Reproduce the lines of the listing below, without any change, from the line holding "white apartment building." through the line holding "(359, 1116)", including both of those lines. Give nothing else.

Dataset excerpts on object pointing
-- BEGIN --

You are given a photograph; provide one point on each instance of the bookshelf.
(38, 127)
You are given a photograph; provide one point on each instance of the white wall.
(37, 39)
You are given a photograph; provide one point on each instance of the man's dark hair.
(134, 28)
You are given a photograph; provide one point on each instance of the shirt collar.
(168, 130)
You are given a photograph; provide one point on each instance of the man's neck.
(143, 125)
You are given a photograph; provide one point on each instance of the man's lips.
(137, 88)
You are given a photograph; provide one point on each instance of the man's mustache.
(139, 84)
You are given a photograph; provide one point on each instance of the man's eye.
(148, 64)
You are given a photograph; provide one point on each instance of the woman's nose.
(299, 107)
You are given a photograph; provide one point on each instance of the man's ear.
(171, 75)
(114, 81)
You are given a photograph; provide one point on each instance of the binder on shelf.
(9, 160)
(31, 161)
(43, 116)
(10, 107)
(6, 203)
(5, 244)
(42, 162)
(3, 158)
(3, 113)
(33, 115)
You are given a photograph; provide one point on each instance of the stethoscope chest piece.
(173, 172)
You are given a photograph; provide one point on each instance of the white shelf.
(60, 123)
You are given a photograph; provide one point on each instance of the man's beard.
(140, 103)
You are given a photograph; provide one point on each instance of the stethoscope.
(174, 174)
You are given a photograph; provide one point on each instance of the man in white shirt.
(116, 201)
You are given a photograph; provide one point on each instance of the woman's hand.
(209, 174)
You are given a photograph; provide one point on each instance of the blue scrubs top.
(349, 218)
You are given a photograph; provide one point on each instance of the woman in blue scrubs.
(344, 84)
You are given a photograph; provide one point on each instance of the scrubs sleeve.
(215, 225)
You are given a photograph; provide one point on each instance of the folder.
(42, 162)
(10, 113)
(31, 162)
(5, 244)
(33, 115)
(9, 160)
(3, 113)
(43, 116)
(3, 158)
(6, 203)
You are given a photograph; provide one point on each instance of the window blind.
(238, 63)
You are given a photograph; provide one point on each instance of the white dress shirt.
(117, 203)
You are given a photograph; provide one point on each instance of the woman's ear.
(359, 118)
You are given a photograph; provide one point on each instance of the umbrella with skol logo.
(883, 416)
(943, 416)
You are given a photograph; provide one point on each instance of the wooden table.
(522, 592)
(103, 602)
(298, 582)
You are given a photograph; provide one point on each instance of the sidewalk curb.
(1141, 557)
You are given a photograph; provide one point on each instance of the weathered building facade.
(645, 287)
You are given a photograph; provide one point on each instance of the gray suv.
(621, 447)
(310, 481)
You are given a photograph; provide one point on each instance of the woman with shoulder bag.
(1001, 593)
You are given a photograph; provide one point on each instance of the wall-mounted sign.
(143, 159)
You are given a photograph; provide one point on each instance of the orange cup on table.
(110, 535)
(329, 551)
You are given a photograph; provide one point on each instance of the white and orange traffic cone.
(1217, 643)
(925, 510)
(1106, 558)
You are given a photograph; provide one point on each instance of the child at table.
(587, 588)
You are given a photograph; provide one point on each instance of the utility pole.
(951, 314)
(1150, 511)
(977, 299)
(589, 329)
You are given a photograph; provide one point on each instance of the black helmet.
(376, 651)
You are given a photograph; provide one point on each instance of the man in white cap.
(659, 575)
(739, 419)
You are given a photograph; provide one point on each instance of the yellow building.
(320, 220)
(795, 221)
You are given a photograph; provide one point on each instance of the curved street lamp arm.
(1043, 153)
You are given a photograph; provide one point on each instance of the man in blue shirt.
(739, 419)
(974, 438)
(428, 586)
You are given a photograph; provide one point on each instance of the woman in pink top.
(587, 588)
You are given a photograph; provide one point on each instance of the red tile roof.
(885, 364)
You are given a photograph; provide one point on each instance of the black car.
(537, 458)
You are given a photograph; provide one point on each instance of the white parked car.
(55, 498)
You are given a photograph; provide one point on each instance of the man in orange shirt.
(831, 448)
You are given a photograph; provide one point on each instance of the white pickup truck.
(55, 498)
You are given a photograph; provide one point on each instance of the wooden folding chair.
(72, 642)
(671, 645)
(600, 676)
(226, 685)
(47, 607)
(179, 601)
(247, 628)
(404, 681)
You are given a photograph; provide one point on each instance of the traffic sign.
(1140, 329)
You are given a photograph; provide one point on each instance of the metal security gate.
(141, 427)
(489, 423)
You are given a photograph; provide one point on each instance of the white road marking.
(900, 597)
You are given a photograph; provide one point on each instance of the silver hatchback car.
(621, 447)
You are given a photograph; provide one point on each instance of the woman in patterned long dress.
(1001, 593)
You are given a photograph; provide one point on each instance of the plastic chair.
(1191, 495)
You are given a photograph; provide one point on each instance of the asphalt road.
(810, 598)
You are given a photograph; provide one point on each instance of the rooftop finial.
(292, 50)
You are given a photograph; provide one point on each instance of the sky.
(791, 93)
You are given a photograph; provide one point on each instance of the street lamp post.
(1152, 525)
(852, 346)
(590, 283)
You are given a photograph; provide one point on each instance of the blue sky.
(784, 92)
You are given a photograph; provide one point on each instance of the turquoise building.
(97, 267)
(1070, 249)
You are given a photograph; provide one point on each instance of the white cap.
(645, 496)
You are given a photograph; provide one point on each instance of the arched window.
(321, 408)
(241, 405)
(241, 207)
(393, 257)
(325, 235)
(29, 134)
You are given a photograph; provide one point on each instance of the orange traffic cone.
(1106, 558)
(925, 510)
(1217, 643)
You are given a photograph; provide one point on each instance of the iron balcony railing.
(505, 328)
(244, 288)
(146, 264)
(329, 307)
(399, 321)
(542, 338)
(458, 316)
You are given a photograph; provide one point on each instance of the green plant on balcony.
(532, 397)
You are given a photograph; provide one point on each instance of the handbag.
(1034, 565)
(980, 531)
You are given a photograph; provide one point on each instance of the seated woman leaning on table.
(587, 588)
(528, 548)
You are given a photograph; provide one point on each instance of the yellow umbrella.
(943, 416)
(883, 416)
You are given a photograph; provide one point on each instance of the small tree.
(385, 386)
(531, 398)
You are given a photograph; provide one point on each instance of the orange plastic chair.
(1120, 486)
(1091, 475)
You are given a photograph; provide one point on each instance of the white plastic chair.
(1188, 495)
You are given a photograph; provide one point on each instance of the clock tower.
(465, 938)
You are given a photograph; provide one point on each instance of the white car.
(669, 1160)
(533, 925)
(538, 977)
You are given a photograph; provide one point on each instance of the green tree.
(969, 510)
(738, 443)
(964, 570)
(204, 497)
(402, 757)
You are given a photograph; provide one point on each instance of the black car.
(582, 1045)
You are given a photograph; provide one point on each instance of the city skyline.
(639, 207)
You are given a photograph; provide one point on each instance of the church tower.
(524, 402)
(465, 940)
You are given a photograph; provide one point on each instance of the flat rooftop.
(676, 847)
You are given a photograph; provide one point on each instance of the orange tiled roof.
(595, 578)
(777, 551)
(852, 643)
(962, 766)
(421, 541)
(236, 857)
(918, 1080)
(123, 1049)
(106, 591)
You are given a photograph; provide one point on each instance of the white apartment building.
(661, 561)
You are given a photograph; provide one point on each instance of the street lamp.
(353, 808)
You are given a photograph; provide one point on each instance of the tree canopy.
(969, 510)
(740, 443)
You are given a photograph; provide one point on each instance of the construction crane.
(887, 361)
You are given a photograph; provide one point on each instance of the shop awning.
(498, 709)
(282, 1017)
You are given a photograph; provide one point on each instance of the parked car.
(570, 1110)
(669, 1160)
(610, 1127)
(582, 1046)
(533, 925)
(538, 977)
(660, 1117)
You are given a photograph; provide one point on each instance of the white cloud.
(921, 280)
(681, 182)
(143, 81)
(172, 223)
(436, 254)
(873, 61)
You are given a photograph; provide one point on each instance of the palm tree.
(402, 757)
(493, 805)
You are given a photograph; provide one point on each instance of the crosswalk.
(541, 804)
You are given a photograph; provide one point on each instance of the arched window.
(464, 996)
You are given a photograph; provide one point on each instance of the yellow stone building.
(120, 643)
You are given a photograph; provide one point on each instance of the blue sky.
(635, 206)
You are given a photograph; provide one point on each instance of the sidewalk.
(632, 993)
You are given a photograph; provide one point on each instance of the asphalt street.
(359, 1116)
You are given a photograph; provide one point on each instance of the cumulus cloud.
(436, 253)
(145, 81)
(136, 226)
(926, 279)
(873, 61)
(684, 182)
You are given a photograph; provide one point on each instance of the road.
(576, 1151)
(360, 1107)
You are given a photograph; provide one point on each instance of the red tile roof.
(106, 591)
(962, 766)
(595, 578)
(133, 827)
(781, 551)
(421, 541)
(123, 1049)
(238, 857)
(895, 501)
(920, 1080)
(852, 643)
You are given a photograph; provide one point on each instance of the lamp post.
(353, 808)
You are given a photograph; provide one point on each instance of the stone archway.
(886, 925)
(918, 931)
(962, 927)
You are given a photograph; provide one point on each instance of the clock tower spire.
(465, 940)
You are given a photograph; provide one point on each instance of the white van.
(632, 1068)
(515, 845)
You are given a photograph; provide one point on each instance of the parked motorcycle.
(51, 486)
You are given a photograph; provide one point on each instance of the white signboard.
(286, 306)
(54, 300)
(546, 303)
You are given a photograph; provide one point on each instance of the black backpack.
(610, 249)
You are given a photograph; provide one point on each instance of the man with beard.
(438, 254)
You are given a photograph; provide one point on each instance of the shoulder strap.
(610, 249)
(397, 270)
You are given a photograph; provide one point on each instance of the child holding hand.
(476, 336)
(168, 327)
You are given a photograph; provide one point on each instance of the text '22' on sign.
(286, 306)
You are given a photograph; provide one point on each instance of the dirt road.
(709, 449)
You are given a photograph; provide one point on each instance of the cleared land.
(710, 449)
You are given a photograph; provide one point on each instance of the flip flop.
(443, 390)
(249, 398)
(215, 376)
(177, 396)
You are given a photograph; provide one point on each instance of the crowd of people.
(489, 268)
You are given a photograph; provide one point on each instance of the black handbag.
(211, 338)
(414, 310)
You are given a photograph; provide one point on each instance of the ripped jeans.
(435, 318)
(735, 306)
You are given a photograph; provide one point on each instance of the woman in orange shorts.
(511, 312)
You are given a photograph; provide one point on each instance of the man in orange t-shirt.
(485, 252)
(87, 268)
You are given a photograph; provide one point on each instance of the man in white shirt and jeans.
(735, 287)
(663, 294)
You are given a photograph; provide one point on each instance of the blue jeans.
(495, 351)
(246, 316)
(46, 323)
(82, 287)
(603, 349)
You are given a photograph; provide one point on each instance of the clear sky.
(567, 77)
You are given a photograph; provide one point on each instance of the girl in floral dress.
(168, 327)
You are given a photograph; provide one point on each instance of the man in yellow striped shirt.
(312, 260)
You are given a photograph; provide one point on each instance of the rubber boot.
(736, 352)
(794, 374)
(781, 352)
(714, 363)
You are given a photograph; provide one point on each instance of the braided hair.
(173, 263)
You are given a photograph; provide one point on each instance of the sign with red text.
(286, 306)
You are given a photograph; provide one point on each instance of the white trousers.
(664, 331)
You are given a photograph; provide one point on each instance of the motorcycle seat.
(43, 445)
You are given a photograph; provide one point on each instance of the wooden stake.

-- END --

# [The output]
You are given a photograph; provide one point on each instance of the white apartment building.
(661, 561)
You are given a photograph; provide one point on each instance of the street lamp.
(353, 808)
You are given a photograph; provide one point on each instance of the tree canopy.
(969, 510)
(740, 443)
You are given a photograph; provide one point on each instance of the construction crane.
(887, 361)
You are given a photograph; provide one point on each instance of the shop awning.
(498, 709)
(282, 1017)
You are given a photograph; provide one point on each instance of the parked car.
(570, 1110)
(669, 1160)
(610, 1127)
(582, 1046)
(533, 925)
(538, 977)
(660, 1117)
You are given a photograph; provide one point on each instance of the white cloud.
(921, 280)
(681, 182)
(143, 81)
(172, 223)
(436, 254)
(873, 61)
You are given a photograph; provide one point on each instance of the palm tree.
(402, 757)
(493, 805)
You are given a photograph; provide one point on each instance of the crosswalk.
(541, 804)
You are given a photograph; provide one point on each instance of the arched window.
(464, 996)
You are given a photograph; provide one point on each instance of the yellow stone building.
(120, 643)
You are given a photograph; provide one point on each instance of the blue sky.
(635, 206)
You are given a photograph; provide one point on each instance of the sidewalk.
(632, 993)
You are given a photograph; provide one point on each instance of the asphalt street.
(359, 1116)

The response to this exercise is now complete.